GIVEN PASSAGE START
While Kubernetes has grown to become the defacto container orchestration platform; it still misses one crucial capability, the ability to build container images, in-cluster and at scale. This gap in capability means that the critical job of building secure, production-ready container images is still left to the random developer and their favorite desktop tooling (e.g. Docker Desktop). Although the ecosystem had provided various solutions, 99% of those solutions were still missing a key attribute, that of “being Kubernetes native”.
Tekton, originally known as Knative Build but spun-off as its own open source project with its own governance organization. Tekton attempts to fill the void of an in-cluster container image build and deployment workflow — that is continuous integration (CI) and continuous delivery (CD) --. The Tekton philosophy revolves around three main pillars:
The motto of Tekton is to be Kubernetes native. Containers are the nucleus of any Kubernetes cluster and Tekton is optimized for containerized application build, test and deployment. Furthermore, Tekton’s primitives such as Tasks and Pipelines are implemented as Custom Resource Definitions, with your pipeline being a simple YAML resource file.
As previously mentioned, Tekton was originally part of Knative and formerly known as Knative Build. Knative Build has since been deprecated and resources consolidated to work on the Tekton project. However, being a Knative offspring has lent some interesting DNA to Tekton as it runs as a serverless CI/CD solution without any need of a central service/engine that requires ongoing management and maintenance. The Tekton "master" is Kubernetes itself as it is implemented as a series of CRDs and their supporting controllers.
CI/CD needs DevOps, Tekton is built for distributed, yet collaborative teams and for either microservices or even more traditional monolithic application architecture.
As part of this tutorial and its chapters you will learn about Tekton components such as Task & Pipeline and how to apply them in common day-to-day CI/CD use cases.
GIVEN PASSAGE END
PROVIDED DATA START
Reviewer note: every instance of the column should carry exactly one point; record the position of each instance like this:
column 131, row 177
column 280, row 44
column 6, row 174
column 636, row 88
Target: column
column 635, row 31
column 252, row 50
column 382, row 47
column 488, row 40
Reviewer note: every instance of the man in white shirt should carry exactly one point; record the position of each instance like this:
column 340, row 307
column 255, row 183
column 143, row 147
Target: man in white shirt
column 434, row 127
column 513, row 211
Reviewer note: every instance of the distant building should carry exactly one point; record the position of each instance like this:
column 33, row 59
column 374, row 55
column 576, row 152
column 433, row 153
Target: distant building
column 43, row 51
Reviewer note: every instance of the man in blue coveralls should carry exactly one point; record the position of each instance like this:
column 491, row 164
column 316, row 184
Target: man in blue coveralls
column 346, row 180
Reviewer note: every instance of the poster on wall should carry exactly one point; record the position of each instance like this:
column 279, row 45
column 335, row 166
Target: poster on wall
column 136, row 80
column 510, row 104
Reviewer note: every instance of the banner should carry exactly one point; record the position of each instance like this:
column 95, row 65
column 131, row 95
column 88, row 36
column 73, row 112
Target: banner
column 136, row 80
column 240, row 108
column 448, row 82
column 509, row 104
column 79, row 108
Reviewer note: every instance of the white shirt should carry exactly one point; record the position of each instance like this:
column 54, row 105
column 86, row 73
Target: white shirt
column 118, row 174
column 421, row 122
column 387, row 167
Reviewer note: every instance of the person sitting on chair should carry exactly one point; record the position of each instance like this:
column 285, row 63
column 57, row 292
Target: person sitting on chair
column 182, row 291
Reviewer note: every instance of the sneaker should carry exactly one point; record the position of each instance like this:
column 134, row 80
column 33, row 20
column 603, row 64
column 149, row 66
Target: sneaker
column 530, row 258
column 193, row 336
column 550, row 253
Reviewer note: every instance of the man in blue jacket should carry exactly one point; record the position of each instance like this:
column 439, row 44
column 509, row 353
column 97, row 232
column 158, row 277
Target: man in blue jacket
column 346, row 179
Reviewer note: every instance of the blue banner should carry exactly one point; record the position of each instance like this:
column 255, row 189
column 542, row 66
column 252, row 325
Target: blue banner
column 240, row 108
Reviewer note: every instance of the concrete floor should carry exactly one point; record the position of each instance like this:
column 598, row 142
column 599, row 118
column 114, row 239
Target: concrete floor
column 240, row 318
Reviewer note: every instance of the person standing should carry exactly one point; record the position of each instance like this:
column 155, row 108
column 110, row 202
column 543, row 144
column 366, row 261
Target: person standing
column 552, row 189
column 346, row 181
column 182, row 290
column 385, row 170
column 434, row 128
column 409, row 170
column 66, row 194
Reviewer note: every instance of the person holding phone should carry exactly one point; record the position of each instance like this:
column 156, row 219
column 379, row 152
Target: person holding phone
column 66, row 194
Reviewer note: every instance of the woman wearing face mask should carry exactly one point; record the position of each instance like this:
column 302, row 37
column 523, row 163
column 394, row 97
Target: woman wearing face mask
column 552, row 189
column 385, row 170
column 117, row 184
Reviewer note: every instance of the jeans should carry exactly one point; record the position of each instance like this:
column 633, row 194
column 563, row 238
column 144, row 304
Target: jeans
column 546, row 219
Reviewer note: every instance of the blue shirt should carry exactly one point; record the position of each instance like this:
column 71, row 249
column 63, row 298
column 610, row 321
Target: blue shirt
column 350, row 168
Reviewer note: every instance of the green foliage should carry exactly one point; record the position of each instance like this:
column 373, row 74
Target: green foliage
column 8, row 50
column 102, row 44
PROVIDED DATA END
- _WORK INSTRUCTIONS_
Reproduce the Tekton passage word for word, starting with "As previously mentioned, Tekton" and going on through "monolithic application architecture.".

- _RESULT OF THIS EXERCISE_
As previously mentioned, Tekton was originally part of Knative and formerly known as Knative Build. Knative Build has since been deprecated and resources consolidated to work on the Tekton project. However, being a Knative offspring has lent some interesting DNA to Tekton as it runs as a serverless CI/CD solution without any need of a central service/engine that requires ongoing management and maintenance. The Tekton "master" is Kubernetes itself as it is implemented as a series of CRDs and their supporting controllers.
CI/CD needs DevOps, Tekton is built for distributed, yet collaborative teams and for either microservices or even more traditional monolithic application architecture.